**SHORT TASK**
Show every line of the entries below that contains the word "blue". Case counts.

Excerpts from a point labeling dataset:
☆ ☆ ☆
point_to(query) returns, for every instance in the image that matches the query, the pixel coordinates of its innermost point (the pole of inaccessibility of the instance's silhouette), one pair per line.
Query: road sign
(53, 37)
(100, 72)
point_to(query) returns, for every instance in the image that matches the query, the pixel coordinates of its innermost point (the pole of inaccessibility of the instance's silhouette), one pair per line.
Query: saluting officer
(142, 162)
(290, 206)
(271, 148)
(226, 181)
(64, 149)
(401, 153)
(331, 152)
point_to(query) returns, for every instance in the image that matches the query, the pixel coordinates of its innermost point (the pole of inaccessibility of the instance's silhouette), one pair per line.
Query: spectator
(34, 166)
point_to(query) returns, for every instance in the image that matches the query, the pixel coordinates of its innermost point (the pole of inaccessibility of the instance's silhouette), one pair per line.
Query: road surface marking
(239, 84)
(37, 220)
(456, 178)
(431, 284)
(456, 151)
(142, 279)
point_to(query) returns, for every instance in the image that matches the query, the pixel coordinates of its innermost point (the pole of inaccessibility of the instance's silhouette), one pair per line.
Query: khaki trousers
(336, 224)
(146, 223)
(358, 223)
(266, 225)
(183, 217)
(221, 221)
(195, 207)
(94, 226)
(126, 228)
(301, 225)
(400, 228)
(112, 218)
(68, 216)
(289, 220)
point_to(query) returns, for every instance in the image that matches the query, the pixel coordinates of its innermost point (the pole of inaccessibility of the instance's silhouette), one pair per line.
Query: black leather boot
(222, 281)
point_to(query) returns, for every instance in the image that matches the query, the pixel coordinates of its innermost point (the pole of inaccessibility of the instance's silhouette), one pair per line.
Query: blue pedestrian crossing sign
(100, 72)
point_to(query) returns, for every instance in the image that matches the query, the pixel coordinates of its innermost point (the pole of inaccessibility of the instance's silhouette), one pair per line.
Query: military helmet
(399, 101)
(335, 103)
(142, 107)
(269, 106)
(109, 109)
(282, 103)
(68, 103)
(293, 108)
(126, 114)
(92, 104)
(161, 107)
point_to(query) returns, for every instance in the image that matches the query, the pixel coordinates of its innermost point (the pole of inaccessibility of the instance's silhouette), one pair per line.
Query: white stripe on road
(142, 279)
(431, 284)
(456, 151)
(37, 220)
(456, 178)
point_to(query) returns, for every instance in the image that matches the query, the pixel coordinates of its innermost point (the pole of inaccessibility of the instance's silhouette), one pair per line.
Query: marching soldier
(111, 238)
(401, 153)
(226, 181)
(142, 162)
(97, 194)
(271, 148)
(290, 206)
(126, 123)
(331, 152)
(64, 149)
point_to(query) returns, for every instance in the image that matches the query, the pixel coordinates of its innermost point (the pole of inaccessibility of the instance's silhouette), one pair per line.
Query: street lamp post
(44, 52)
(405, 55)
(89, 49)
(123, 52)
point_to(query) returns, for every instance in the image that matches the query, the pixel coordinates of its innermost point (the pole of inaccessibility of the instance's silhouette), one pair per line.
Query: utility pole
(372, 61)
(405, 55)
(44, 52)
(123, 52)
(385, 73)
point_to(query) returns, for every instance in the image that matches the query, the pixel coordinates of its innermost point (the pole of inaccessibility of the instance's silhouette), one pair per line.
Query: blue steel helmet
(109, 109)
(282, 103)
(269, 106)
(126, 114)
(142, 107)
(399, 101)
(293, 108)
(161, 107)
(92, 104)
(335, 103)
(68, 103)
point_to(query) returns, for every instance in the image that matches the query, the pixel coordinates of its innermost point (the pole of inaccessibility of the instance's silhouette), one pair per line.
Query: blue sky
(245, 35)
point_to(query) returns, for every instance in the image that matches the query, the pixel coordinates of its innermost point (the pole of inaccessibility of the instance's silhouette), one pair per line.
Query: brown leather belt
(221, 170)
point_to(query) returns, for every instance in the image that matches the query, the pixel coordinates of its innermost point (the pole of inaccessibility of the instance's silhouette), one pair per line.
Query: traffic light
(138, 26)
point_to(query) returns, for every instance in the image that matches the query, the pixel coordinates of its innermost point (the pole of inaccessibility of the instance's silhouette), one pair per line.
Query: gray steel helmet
☆ ☆ ☆
**WRITTEN RESPONSE**
Query: blue pedestrian crossing sign
Query: blue steel helmet
Query: blue sky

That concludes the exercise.